> **Work instructions**:
Verbatim output of the lines below is required, with the images omitted.

> **Material provided**:
· · ·
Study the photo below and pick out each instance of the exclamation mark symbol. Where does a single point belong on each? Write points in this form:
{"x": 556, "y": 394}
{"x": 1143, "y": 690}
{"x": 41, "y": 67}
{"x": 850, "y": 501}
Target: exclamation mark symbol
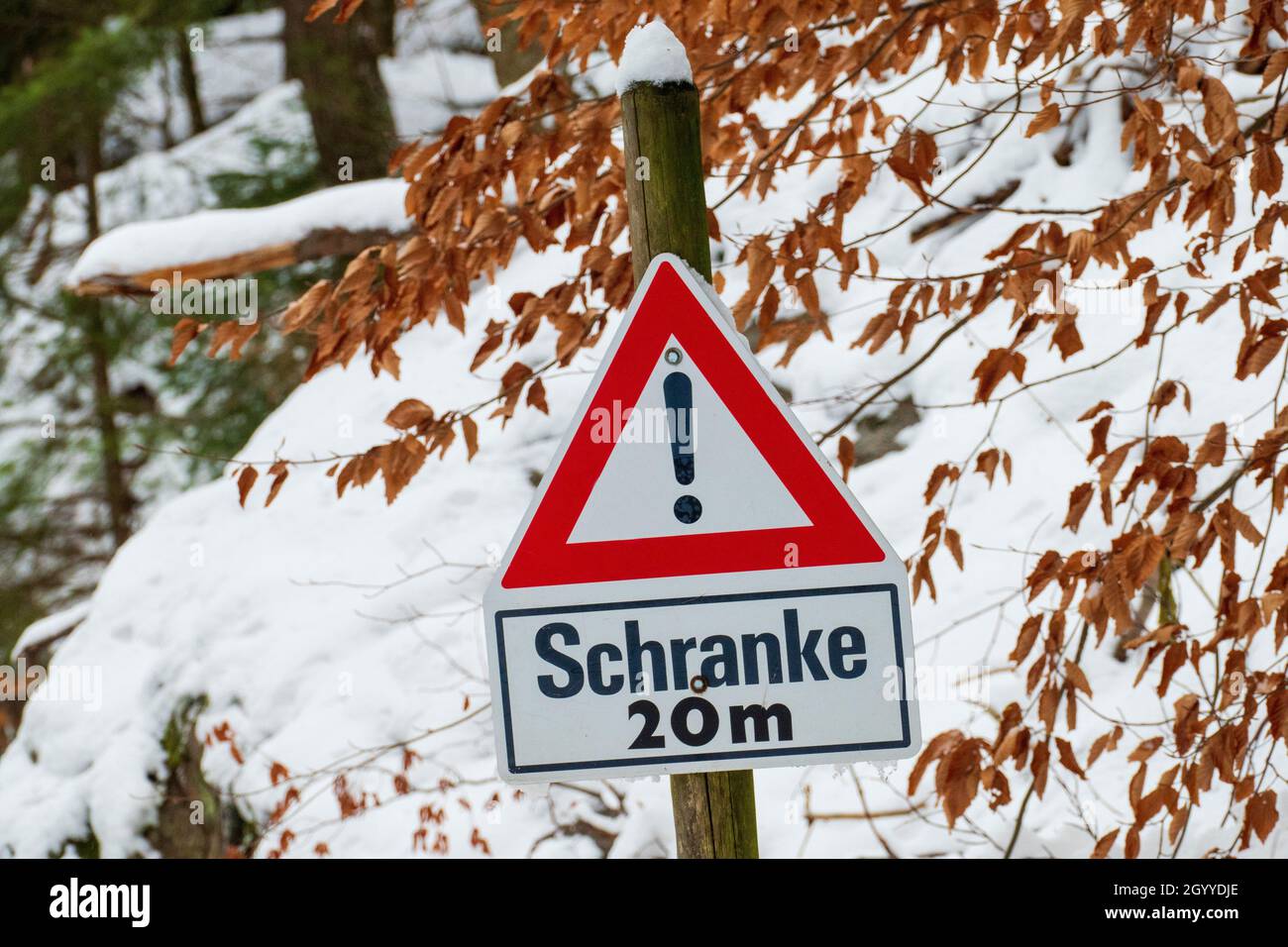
{"x": 678, "y": 392}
· · ·
> **Solution for this task**:
Study the photo below and pick out each instance of the exclamation mark symbol. Where does a single point belong on each? Write points in this form:
{"x": 556, "y": 394}
{"x": 1143, "y": 690}
{"x": 41, "y": 67}
{"x": 850, "y": 501}
Target: exclamation mark symbol
{"x": 678, "y": 392}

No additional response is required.